Start Supplied data
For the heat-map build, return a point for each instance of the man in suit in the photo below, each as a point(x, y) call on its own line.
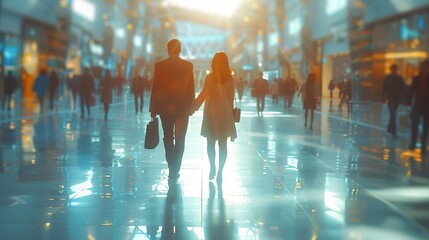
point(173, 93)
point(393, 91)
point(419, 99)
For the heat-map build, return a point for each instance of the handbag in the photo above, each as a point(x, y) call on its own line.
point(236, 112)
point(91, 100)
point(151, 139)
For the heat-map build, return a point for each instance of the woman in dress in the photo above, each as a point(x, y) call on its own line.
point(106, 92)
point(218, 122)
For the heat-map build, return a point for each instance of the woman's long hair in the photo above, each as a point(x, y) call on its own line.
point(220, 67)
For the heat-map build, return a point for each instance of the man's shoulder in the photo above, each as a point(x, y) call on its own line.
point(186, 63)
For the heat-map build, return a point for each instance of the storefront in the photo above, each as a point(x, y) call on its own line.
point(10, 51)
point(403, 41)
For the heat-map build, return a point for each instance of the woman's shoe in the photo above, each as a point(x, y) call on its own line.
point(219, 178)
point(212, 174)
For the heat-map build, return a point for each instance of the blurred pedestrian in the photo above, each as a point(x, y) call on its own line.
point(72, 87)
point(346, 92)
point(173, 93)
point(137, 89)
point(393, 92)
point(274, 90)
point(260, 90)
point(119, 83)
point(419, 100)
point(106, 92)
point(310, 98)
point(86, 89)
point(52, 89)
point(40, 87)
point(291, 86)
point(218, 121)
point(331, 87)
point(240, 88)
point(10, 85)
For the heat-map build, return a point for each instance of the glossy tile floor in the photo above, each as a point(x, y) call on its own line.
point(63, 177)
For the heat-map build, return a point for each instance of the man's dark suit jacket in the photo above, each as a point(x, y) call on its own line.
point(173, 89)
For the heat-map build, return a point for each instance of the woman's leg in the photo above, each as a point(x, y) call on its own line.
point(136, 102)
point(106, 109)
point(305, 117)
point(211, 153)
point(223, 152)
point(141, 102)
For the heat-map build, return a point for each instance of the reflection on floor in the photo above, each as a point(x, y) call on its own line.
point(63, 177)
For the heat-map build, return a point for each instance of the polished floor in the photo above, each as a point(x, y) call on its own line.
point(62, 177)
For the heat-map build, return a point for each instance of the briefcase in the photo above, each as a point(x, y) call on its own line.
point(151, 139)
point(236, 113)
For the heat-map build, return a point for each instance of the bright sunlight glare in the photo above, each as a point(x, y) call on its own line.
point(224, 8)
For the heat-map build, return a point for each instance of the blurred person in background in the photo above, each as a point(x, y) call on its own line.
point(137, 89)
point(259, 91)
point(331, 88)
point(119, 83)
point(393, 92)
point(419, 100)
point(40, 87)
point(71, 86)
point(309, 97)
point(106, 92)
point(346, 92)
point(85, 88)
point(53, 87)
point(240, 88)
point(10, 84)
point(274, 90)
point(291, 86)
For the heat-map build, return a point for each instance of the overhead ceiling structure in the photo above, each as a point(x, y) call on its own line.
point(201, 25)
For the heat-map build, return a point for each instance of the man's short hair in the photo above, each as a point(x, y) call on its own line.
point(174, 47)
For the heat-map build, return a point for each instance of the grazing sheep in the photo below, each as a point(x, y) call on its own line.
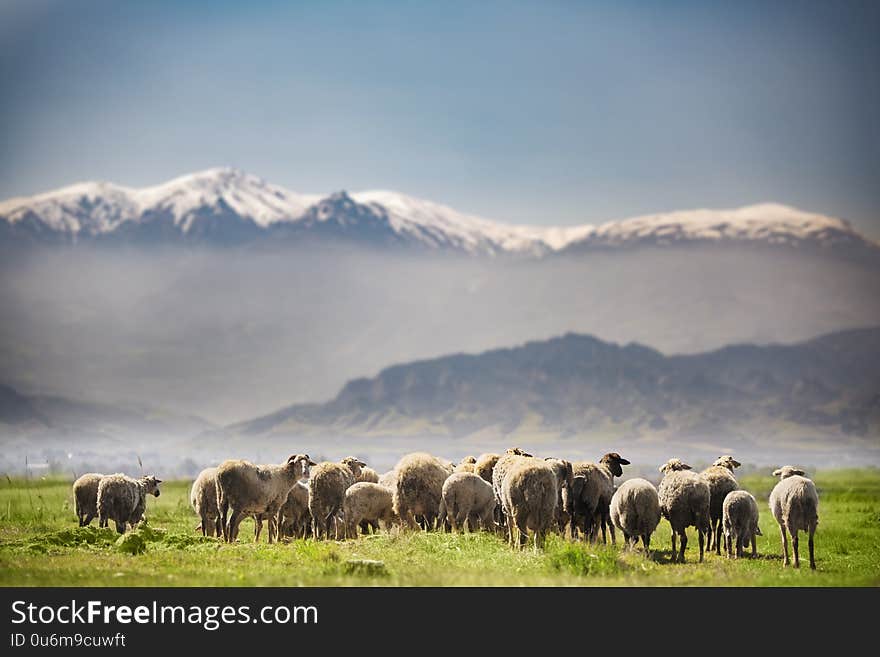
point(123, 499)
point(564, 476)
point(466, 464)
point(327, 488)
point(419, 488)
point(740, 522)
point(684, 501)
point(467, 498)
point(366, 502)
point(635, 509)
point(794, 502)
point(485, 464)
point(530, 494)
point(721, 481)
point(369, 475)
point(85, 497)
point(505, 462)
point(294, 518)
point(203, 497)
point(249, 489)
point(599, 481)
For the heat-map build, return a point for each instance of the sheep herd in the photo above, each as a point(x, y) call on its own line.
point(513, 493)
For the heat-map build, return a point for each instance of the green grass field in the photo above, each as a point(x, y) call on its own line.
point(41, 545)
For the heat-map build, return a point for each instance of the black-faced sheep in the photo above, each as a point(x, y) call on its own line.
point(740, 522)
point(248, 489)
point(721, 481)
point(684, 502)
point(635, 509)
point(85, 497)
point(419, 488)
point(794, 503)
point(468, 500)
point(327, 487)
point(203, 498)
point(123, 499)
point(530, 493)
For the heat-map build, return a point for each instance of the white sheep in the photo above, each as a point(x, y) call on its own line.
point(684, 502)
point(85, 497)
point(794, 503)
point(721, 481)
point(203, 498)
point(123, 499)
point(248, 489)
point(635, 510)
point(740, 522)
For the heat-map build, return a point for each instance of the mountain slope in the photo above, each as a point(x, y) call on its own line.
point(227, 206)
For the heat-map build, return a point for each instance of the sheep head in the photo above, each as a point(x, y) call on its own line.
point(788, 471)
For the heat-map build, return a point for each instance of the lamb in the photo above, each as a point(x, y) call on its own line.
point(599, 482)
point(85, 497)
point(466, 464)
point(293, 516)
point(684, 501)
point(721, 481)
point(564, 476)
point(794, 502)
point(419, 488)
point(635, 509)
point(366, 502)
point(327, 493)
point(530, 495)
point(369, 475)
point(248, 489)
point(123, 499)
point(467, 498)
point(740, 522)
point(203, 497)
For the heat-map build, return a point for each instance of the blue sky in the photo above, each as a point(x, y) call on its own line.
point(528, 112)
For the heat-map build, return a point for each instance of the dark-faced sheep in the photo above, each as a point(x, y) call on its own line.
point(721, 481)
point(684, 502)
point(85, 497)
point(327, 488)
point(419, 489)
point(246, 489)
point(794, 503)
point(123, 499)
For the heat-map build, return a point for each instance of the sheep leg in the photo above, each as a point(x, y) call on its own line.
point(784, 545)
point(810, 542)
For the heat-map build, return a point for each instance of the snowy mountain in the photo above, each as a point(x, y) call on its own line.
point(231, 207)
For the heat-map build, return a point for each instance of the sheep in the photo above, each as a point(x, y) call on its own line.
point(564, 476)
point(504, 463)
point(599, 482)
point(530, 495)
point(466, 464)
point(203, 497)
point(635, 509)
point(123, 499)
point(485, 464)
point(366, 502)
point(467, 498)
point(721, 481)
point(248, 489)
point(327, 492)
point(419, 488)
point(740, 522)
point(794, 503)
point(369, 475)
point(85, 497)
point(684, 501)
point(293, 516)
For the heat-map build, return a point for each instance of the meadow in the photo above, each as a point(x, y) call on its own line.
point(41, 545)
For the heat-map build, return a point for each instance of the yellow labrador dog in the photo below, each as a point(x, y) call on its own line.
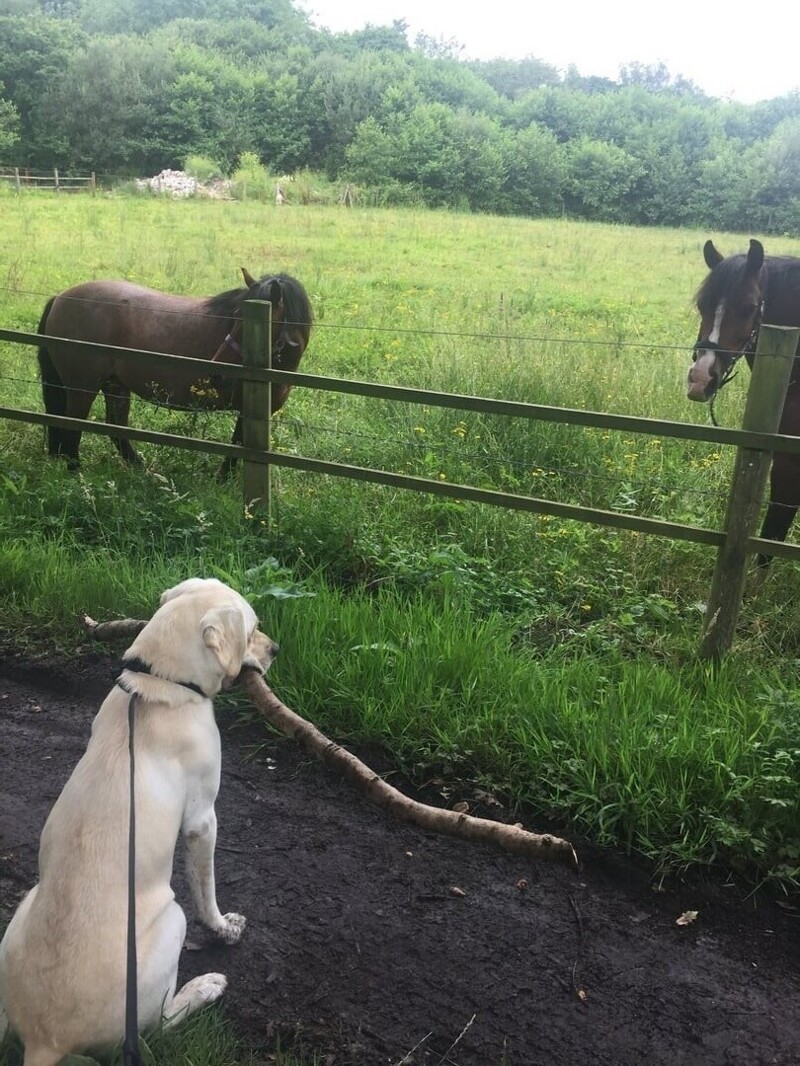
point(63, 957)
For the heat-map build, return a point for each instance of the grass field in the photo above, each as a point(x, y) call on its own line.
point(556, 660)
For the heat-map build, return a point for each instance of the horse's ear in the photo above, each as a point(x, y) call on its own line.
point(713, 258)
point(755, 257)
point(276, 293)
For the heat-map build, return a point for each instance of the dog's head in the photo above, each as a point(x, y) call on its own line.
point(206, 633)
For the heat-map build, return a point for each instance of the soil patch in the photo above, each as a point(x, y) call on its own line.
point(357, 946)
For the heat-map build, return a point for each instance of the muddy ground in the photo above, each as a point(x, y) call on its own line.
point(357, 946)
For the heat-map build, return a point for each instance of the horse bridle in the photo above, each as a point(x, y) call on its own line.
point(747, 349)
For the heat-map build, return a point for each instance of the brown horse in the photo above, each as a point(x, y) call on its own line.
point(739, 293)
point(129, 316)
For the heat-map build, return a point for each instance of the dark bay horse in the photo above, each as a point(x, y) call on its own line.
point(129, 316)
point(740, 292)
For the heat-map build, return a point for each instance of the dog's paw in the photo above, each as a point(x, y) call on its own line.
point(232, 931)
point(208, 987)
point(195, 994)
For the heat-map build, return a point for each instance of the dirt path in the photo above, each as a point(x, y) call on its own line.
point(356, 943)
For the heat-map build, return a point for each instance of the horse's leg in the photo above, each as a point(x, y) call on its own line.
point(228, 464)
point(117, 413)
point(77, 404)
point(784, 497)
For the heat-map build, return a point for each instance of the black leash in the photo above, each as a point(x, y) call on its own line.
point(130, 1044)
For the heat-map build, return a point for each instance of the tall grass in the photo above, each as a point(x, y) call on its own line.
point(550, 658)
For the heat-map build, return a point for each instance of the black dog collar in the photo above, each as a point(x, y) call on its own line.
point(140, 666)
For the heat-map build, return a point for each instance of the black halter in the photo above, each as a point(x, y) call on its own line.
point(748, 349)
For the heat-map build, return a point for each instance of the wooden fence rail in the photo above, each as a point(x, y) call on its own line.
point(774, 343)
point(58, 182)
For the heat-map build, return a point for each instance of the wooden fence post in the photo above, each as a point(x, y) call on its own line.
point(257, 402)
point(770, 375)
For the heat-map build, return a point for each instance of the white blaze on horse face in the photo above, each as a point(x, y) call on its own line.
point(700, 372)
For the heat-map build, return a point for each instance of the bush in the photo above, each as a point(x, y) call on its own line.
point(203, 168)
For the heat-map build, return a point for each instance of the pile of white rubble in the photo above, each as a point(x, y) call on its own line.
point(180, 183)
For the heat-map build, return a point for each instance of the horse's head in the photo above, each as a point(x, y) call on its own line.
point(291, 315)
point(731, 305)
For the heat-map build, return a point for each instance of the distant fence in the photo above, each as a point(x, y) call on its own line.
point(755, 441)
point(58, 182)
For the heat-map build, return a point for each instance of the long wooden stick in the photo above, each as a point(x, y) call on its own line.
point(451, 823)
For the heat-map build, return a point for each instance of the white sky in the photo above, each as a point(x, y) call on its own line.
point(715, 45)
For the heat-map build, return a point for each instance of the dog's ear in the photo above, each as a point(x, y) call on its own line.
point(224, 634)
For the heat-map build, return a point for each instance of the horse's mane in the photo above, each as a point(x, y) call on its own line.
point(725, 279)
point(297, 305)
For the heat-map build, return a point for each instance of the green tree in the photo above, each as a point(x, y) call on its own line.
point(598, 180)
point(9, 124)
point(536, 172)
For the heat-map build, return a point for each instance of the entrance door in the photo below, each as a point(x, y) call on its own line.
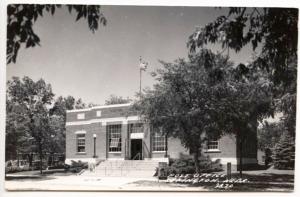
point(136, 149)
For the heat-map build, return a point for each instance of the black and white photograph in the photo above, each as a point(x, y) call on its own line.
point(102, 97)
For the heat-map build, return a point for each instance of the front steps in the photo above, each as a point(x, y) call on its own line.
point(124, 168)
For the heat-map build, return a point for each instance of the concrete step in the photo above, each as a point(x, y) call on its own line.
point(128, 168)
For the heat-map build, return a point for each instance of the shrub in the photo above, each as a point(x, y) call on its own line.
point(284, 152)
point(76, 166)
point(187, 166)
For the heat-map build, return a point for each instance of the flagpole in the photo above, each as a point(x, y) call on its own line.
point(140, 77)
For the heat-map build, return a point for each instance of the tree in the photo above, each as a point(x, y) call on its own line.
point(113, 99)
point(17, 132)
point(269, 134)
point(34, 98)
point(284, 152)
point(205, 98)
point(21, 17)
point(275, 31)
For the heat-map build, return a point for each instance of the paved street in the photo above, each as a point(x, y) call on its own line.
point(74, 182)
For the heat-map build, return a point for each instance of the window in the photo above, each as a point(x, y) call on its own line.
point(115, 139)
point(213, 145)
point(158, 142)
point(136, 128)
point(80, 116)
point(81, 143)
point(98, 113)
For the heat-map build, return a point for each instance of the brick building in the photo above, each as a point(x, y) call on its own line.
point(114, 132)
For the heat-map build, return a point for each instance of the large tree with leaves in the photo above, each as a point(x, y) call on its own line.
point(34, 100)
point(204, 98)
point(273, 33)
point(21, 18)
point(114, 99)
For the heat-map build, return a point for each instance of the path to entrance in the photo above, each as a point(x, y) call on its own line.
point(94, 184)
End Supplied data
■ Exercise directions ■
Resize the rows from the line with "of the front" up to and including the line with "point(74, 182)": repeat every line, requests unchanged, but multiply each x and y coordinate in the answers by 1.75 and round to whole numbers, halves up. Return only those lines.

■ Result ■
For the heat-map build, return a point for each instance of the front steps in the photo above, each as a point(x, y) call on its own line.
point(217, 294)
For the heat-map build, return a point for each instance of the concrete step in the photo above, each as a point(x, y) call on its own line.
point(224, 294)
For the heat-map build, return a point for each instance of the shrub in the photo above, each as a point(x, y) call on its own line.
point(497, 266)
point(133, 291)
point(327, 291)
For the heat-map build, return a point for each instance of the flagpole in the photo above, each as a point(x, y) call on its own line.
point(245, 135)
For the heat-map build, return a point for each instance of the tree in the photo above, each as a point(x, y) call on its own line.
point(198, 173)
point(30, 231)
point(471, 235)
point(60, 172)
point(497, 266)
point(359, 172)
point(37, 30)
point(481, 54)
For the heat-map build, return a point for each instance of the paved street in the photo above, each as a point(x, y) call on its own line.
point(130, 319)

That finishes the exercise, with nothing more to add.